What you have to do: Find "Task: place one point on each instance of the wooden door" in the data, then restate the line it sits in and every later line word for word, ending with the last line.

______

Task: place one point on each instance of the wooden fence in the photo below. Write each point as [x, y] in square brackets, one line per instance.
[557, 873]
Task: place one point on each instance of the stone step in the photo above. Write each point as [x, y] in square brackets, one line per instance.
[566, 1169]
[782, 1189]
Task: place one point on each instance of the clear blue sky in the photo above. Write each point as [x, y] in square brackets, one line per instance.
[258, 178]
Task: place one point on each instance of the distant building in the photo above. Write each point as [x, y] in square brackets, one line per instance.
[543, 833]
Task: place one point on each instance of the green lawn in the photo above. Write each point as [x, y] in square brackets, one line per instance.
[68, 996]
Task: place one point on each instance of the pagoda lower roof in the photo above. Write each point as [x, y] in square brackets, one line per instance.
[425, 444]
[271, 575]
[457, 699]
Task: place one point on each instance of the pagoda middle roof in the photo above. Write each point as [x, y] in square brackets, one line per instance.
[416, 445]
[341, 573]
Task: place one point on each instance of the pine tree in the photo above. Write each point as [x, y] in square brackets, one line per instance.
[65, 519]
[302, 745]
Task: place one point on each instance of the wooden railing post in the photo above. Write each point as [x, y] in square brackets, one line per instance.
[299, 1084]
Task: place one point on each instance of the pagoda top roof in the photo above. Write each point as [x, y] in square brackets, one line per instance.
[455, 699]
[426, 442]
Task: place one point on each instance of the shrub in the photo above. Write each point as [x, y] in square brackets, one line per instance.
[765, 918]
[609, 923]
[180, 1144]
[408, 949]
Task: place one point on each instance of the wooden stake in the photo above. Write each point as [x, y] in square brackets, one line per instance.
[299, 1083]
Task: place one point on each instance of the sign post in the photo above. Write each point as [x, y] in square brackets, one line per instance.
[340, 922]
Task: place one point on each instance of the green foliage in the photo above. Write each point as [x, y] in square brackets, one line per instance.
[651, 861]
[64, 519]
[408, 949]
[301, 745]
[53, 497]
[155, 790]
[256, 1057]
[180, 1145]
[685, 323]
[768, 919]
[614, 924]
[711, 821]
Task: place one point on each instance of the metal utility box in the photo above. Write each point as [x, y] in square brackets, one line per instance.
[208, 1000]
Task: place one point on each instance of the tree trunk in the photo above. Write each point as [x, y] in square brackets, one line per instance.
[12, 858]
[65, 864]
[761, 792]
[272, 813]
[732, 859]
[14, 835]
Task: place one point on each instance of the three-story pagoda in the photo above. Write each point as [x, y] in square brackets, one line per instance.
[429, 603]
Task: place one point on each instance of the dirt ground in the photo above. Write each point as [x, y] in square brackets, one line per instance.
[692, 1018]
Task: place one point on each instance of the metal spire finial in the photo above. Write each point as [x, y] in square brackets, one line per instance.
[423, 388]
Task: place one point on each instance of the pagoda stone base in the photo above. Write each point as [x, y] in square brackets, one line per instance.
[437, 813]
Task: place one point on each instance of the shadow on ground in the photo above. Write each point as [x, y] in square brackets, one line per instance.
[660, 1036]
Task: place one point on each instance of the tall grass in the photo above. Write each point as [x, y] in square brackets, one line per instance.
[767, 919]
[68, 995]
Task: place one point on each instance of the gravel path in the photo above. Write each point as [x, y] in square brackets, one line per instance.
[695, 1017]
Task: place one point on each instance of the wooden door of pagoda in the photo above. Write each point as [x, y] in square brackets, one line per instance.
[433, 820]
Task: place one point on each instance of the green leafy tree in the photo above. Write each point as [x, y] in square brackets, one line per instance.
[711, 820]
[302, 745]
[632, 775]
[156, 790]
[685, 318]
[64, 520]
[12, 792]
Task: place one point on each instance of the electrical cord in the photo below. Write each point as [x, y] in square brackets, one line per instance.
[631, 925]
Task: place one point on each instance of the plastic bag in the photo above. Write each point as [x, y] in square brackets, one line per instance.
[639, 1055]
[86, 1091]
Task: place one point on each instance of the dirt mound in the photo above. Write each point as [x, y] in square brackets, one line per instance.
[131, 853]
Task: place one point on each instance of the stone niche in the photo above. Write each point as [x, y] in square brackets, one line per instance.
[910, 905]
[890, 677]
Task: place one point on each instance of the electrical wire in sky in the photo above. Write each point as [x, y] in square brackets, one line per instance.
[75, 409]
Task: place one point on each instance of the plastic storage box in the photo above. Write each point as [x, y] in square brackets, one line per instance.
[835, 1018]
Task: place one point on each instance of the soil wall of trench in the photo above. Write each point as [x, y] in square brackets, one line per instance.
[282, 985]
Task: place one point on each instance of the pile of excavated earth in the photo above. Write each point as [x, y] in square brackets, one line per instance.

______

Answer below:
Task: place one point on each instance of the wooden door of pagoda in the photo above. Write each point as [x, y] in square brackets, one line per instance.
[433, 820]
Task: place one point on each instance of the green leafy tree in the photo above. Write each point as [x, y] in square brackets, one line per instance.
[711, 820]
[302, 745]
[632, 775]
[156, 790]
[685, 318]
[64, 520]
[12, 792]
Task: place one point on each instance of the electrical cord in the photo below. Write each point as [x, y] in square brackets, one line per instance.
[631, 925]
Task: place one point on each instance of the plastic bag in the photo above. Write each point as [x, y] in square brackets, one line per instance.
[639, 1055]
[86, 1091]
Task: place one point on each instance of the dirt mound in the photo above. Write each point as [x, y] in square brackets, one line per instance.
[131, 853]
Task: place one point on each instance of the stone niche in the photo above. Write each point as [x, y] in square brackets, one line per instance.
[910, 905]
[890, 677]
Task: place one point on each instance of the electrical wire in sky in the photo above. Write each point as [x, y] in square brackets, one line per instance.
[75, 409]
Task: place one point on each instance of the plastic storage box in the photo above. Write each point as [x, y] in square brackets, one line per instance.
[835, 1018]
Task: place one point on each instance of the soil wall of trench in the photo above. Write each point as [x, y] in square brackets, one line per instance.
[282, 985]
Task: place one point on each instance of the pile of excavated earth in the photo above. Write each point as [x, y] in square brackets, one line per instance.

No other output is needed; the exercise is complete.